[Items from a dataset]
[START]

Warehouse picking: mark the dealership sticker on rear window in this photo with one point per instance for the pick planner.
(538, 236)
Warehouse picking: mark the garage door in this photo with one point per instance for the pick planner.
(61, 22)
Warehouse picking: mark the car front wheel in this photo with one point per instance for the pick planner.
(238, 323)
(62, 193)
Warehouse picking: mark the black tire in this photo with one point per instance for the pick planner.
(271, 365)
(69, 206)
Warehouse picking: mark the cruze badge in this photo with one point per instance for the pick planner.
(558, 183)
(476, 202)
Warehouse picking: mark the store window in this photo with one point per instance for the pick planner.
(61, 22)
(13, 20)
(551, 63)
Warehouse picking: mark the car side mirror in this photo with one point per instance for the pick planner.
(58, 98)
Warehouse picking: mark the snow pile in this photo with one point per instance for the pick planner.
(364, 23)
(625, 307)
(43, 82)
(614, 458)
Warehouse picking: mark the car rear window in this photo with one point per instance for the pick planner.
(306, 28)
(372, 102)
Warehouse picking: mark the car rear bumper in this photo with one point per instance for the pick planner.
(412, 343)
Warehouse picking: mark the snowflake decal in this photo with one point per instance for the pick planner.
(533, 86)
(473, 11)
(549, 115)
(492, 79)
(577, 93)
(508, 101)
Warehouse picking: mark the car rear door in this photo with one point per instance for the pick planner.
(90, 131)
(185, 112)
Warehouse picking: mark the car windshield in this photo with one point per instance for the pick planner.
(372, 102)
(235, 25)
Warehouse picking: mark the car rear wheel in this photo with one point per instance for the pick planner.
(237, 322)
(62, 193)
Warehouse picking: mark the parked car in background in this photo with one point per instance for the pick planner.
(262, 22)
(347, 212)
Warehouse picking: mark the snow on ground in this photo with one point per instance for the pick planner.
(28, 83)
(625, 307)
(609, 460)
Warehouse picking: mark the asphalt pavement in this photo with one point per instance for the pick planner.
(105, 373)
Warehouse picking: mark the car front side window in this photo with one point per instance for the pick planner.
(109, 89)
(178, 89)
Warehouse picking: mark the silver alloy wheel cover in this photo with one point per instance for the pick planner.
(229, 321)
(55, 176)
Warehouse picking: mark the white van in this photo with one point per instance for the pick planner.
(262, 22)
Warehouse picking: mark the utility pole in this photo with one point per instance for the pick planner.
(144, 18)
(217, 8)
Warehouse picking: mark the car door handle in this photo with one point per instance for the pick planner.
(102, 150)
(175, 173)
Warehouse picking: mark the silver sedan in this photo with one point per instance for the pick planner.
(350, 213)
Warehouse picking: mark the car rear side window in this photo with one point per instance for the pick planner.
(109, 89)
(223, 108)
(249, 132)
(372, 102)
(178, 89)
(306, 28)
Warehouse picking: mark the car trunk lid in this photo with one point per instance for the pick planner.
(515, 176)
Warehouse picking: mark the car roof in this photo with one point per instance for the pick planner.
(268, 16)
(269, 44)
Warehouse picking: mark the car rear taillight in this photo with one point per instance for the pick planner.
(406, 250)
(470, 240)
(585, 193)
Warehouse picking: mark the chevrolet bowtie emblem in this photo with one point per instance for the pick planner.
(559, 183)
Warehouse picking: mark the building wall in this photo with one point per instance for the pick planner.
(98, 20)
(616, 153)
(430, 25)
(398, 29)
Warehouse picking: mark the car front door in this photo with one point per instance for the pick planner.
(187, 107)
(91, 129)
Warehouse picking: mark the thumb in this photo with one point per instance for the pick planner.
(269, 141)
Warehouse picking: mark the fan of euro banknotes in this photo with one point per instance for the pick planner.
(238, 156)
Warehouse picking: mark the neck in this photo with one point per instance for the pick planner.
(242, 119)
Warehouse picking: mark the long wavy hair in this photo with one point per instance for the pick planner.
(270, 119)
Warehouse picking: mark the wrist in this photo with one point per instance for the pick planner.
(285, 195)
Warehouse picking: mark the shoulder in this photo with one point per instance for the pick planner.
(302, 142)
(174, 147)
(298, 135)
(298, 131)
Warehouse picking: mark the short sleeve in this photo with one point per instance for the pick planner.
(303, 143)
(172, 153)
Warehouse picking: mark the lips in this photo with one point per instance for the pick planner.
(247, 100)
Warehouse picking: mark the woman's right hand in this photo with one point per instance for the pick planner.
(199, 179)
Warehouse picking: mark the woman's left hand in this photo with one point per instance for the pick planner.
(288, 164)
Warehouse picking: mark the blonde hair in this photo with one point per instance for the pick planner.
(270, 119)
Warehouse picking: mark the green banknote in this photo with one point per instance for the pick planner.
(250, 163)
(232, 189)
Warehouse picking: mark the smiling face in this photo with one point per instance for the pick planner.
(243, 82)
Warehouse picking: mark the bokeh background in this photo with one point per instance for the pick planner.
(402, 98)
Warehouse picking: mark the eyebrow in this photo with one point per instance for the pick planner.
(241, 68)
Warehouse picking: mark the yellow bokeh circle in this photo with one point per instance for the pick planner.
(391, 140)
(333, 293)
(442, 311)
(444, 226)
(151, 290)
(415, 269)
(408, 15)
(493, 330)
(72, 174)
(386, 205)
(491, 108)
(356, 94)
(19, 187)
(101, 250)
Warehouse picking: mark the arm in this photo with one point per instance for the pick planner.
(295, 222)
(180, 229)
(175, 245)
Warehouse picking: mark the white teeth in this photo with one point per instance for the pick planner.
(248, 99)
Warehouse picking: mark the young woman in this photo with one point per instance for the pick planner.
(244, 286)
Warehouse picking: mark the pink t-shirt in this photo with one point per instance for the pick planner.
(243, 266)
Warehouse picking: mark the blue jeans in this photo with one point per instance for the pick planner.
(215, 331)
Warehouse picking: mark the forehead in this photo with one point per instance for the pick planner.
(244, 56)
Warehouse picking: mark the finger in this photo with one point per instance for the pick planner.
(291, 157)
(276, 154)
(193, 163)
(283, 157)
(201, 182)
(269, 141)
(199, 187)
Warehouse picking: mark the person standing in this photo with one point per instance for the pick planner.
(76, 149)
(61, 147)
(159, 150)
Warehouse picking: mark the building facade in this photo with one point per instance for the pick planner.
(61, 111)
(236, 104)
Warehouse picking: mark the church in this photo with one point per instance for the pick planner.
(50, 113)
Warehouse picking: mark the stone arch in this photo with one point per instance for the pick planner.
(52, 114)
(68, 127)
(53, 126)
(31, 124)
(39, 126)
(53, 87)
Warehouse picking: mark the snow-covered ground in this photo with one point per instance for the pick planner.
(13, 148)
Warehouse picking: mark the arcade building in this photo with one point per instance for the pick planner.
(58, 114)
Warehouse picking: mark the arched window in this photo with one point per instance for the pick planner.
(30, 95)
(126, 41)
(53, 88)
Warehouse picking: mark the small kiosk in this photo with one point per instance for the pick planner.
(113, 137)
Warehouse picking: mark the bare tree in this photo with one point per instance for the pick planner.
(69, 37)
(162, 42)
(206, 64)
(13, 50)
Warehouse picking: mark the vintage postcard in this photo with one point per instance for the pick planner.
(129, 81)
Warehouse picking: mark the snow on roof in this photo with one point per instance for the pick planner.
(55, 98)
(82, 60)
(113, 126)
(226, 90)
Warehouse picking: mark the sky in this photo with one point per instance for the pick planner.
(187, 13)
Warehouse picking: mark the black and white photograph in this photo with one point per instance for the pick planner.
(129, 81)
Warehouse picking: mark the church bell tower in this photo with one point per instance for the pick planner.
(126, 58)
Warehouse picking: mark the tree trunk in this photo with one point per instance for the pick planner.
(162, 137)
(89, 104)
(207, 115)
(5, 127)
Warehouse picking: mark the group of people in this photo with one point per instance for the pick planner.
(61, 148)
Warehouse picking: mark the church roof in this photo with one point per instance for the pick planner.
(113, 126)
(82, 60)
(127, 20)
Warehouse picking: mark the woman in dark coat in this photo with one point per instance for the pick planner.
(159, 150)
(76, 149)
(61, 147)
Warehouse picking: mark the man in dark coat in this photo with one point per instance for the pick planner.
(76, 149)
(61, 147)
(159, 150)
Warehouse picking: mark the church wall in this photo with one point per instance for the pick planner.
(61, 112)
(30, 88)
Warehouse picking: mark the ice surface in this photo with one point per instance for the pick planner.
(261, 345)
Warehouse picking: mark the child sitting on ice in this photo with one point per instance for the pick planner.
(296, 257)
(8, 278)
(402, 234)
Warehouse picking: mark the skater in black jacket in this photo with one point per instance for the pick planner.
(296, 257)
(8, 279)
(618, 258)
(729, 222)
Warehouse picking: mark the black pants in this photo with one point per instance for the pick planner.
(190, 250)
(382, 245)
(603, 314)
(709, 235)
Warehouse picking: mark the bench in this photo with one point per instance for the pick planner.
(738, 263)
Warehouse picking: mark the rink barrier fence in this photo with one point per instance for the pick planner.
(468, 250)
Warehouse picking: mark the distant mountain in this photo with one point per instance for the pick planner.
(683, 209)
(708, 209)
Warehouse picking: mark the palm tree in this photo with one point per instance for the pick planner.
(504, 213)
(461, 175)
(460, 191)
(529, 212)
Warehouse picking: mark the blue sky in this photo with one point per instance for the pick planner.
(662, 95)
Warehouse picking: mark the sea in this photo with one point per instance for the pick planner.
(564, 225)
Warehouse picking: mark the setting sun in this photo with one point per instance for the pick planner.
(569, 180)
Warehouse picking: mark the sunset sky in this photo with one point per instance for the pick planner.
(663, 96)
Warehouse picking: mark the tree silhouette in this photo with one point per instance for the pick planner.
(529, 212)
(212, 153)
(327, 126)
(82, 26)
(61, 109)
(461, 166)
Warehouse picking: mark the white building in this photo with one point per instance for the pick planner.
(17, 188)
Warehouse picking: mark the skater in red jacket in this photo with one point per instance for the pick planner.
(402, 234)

[END]

WORK TO DO —
Copy, character for character, the lines from the line that holds "Warehouse picking: mark the rink" through the final line of the records above.

OUTPUT BELOW —
Warehouse picking: mark the rink barrier fence in this photo with one point per instance for the pick planner.
(468, 250)
Warehouse picking: mark the distant mountain in this photo with one point per instance for the pick planner.
(683, 209)
(708, 209)
Warehouse picking: mark the palm tree in this photo with one point per instance for the pick planner.
(504, 213)
(461, 175)
(460, 191)
(529, 212)
Warehouse picking: mark the blue sky in this photo with one point per instance for the pick planner.
(662, 95)
Warehouse picking: mark the sea in this photo with one point per instance for the pick planner.
(564, 225)
Warehouse picking: mark the setting sun in this photo with one point per instance for the pick planner.
(569, 180)
Warehouse picking: mark the sunset sky in this photo with one point per instance for the pick planner.
(663, 96)
Warehouse picking: mark the tree silhouette in this photo with one point per instance for the pick planner.
(529, 212)
(212, 153)
(327, 126)
(82, 26)
(61, 109)
(461, 166)
Warehouse picking: mark the white building in this photo with one point per instance for the pick planner.
(17, 188)
Warehouse picking: mark the skater in red jacket in this photo with one point per instance for the pick planner.
(402, 234)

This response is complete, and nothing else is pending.